**TASK TO CARRY OUT**
Reproduce the listing word for word, starting at its first line and ending at the line that contains "point(650, 743)", with both of those lines included.

══ SOURCE DATA

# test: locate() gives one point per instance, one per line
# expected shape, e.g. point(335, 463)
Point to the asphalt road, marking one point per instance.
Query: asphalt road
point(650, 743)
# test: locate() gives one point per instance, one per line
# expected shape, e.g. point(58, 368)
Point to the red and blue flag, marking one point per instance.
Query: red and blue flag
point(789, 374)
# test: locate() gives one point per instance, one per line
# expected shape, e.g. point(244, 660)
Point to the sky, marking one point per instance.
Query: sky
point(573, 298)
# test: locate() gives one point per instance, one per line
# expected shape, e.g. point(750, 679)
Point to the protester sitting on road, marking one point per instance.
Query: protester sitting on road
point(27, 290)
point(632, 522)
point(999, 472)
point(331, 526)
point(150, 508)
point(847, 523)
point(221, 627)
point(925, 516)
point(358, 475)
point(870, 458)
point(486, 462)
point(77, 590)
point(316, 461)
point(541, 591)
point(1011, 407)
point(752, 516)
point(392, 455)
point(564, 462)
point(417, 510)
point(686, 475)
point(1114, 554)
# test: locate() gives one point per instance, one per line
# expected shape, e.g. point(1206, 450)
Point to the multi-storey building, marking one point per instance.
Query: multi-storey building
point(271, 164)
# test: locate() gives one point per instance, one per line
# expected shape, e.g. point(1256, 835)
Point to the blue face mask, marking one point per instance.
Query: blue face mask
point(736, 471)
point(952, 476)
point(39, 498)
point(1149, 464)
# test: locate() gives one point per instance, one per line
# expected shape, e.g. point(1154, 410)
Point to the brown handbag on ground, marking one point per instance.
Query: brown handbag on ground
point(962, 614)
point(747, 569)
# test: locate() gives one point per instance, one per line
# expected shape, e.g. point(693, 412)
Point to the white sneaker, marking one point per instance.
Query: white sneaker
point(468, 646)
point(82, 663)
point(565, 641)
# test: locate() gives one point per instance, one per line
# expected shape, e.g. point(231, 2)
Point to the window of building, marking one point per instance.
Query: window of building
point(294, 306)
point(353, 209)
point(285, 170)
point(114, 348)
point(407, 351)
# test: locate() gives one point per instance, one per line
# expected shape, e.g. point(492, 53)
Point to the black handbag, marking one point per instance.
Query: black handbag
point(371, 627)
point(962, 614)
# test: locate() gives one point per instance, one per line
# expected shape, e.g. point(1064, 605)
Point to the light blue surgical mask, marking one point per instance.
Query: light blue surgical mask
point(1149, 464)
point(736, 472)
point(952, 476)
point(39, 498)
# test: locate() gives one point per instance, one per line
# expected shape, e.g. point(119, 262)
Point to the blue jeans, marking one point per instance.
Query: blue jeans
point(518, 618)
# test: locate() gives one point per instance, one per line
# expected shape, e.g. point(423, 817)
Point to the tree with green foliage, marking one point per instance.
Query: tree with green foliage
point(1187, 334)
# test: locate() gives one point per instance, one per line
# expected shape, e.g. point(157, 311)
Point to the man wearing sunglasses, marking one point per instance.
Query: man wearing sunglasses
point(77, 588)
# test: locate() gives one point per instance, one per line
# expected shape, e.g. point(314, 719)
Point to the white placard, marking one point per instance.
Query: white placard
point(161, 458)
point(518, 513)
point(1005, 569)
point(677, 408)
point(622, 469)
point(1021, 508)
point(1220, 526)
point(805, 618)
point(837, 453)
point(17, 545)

════

**EXERCISE RESPONSE**
# test: locate() gives one point per instance, one per line
# expected shape, e.g. point(335, 463)
Point to the asphalt road, marking one point per instance.
Query: asphalt road
point(650, 743)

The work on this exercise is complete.